### Problem A
From the passage about writing letters to Jodie Foster, list everyone it says was wounded or injured when Hinckley fired at Ronald Reagan.
### Problem B
Carry the passage about writing letters to Jodie Foster forward from its final sentence.

### Text under study
Start of Block
Writing Letters to Jodie Foster

LUKE: You know what people told me when I said you were coming here to live with me? They told me I was crazy, they told me I was insane, they told me to start writing letters to Jodie Foster.

Luke references John Hinckley Jr. (born 1955), a college drop-out from a wealthy family who attempted to assassinate president Ronald Reagan. Hinckley was reportedly seeking fame in a misguided effort to impress actress Jodie Foster (born Alicia Foster in 1962), with whom he had been obsessed since the 1976 film Taxi Driver, where Foster plays a sexually-trafficked twelve-year-old child – in the film, the disturbed protagonist plots to assassinate a presidential candidate (it’s based on a true story).

When Jodie Foster began attending Yale University, Hinckley moved to New Haven in order to stalk her, sending her dozens of letters and poems, and leaving messages on her answering machine. Believing that assassinating the president would somehow make him Foster’s equal, Hinckley fired a revolver six times at Ronald Reagan on March 30 1981, as he left the Hilton Hotel in Washington DC. Although Hinckley did not hit Reagan, he was wounded when a bullet ricocheted and hit him in the chest. He also wounded a police officer and a Secret Service agent, and critically injured a press secretary, who died from his wounds in 2014.

John Hinckley Jr. was found not guilty by reason of insanity in 1982, and transferred to psychiatric care. He was released from hospital in 2016 into his mother’s care under numerous restrictions. As of June 2022, Hinckley will be living freely in the community. He has a YouTube channel, where he self-publishes his own songs; they are also available on Spotify and other streaming sites.
End of Block
### Extracted data
Start of Block
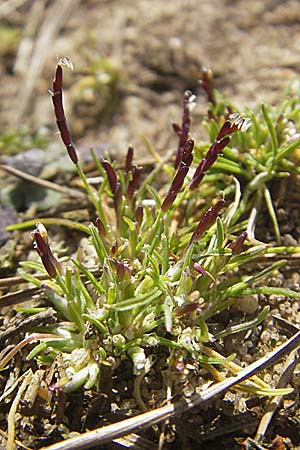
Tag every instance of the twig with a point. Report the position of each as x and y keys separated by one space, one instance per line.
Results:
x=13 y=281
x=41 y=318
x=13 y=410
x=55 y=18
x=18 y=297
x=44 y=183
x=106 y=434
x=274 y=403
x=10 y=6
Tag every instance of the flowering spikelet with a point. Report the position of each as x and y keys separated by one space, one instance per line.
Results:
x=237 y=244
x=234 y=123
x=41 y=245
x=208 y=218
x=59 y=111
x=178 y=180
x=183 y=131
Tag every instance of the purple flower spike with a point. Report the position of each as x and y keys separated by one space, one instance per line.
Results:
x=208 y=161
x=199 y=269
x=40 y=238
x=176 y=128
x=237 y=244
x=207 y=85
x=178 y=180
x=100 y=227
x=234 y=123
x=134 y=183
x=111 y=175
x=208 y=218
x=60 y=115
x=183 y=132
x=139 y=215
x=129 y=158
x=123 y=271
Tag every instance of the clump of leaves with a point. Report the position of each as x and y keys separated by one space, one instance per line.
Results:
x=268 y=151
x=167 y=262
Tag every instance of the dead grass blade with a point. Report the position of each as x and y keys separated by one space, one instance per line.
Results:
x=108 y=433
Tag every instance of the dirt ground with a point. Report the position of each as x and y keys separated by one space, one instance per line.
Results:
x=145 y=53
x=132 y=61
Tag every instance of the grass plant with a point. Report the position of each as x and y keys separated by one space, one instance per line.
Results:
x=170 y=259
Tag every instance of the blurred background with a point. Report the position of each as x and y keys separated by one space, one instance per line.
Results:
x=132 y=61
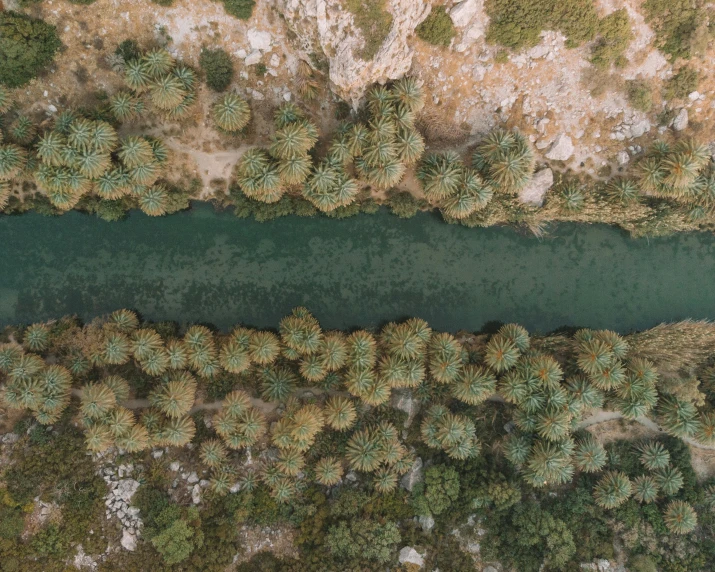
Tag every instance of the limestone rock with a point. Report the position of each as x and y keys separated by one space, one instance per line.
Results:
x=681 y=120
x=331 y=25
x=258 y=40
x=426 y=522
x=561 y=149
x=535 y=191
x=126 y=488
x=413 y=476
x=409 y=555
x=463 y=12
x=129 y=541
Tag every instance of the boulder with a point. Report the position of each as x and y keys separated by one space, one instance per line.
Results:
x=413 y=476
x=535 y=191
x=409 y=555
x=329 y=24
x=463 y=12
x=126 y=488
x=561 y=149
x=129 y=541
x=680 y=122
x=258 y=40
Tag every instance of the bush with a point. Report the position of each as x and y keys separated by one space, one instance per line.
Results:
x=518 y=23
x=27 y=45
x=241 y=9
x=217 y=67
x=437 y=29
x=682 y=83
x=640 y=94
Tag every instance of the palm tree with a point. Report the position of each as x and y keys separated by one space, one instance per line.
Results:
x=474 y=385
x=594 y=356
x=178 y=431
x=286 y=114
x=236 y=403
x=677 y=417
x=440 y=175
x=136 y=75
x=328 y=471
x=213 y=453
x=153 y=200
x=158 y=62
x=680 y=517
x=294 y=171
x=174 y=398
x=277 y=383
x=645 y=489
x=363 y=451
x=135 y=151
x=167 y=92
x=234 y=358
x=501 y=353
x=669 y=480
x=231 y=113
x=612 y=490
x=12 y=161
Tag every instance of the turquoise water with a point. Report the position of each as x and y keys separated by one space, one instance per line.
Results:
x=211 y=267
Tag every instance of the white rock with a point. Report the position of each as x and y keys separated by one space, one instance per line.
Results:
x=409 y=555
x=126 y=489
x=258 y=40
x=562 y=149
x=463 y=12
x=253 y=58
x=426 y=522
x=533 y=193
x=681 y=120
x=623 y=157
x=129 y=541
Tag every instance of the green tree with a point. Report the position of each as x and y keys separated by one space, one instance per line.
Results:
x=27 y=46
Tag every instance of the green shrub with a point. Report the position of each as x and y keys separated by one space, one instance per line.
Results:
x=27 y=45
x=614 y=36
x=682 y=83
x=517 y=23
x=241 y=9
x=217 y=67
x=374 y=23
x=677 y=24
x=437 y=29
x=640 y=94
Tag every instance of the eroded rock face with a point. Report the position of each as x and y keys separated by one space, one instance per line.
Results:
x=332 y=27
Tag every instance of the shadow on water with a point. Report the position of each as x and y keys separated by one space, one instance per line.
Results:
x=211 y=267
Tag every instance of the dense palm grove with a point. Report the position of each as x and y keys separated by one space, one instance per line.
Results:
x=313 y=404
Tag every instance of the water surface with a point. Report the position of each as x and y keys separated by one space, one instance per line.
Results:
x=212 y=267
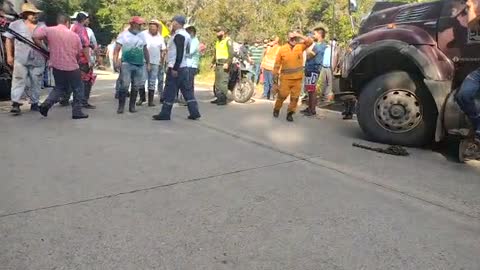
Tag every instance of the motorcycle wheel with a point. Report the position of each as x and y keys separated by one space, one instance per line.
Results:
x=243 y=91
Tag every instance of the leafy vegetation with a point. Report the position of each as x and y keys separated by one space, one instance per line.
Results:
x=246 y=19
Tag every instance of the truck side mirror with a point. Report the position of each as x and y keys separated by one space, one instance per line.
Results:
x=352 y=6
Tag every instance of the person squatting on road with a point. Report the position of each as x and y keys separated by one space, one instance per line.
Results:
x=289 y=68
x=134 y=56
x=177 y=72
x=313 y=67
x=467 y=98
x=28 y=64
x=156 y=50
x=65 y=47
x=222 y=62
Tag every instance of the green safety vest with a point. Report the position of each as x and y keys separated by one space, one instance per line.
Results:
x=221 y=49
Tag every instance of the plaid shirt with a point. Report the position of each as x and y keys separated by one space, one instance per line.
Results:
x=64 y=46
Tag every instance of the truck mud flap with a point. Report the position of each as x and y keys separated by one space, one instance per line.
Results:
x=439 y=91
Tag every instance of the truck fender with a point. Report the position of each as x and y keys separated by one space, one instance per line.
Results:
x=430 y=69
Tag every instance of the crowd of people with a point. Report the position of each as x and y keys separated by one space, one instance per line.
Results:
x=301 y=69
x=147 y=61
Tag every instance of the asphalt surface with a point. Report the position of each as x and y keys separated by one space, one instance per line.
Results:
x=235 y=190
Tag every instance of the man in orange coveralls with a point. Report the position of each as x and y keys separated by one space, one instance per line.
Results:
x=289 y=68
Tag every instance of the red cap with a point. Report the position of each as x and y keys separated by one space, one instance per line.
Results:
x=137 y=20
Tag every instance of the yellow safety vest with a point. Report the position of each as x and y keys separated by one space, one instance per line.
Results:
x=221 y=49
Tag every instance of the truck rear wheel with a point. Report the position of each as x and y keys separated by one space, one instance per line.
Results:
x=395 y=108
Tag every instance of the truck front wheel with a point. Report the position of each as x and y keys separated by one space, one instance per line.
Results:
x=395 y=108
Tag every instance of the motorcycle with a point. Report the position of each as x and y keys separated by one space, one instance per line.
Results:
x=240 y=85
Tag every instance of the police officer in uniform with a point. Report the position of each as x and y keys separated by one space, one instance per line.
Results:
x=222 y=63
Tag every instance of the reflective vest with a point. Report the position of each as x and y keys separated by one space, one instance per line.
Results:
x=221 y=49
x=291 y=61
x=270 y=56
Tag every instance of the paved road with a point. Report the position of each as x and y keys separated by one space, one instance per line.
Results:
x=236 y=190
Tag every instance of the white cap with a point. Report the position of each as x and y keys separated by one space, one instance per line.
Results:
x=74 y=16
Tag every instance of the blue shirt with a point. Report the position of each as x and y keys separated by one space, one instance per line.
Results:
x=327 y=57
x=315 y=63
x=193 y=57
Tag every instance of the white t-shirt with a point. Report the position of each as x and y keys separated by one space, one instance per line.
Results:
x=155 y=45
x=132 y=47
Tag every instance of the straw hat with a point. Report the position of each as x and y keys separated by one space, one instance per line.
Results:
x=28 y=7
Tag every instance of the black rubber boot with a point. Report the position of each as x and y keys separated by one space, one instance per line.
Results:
End of Block
### Written reply A
Ronald Reagan
a police officer
a Secret Service agent
a press secretary

### Written reply B
Brigadoon

CHRISTOPHER: Please, I saw what your face was doing … It was counting up how many Brigadoon references you could come up with to torture him with at a later date.

Brigadoon, a 1954 musical film directed by Vicente Minelli, based on the 1949 Broadway musical of the same name by Alan Jay Lerner and Frederick Loewe. The film stars Gene Kelly, Van Johnson, and Cyd Charisse and is about two American tourists on a hunting trip in Scotland who get lost in the woods and discover a miraculous village named Brigadoon, which rises out of the mists for one day every hundred years.

The film received lacklustre reviews and failed at the box office – unlike the stage musical, which was a big success.

Sookie’s Alternative Wedding Songs

Hey Jude

A 1968 song by The Beatles, written by Paul McCartney, and released as a non-album single. The ballad evolved from “Hey Jules”, a song McCartney wrote to comfort John Lennon’s young son Julian, after Lennon had left his wife for the Japanese artist Yoko Ono. The lyrics espouse a positive outlook on a sad situation, while also encouraging “Jude” to pursue his opportunities to find love. Hey Jude went to #1 all over the world, and had the highest sales for any single that year. It was inducted into the Grammy Hall of Fame in 2001, and is regarded as one of the greatest songs of all time. Paul McCartney continues to perform it in concert, and sang it at the opening ceremony of the 2012 Olympics in London.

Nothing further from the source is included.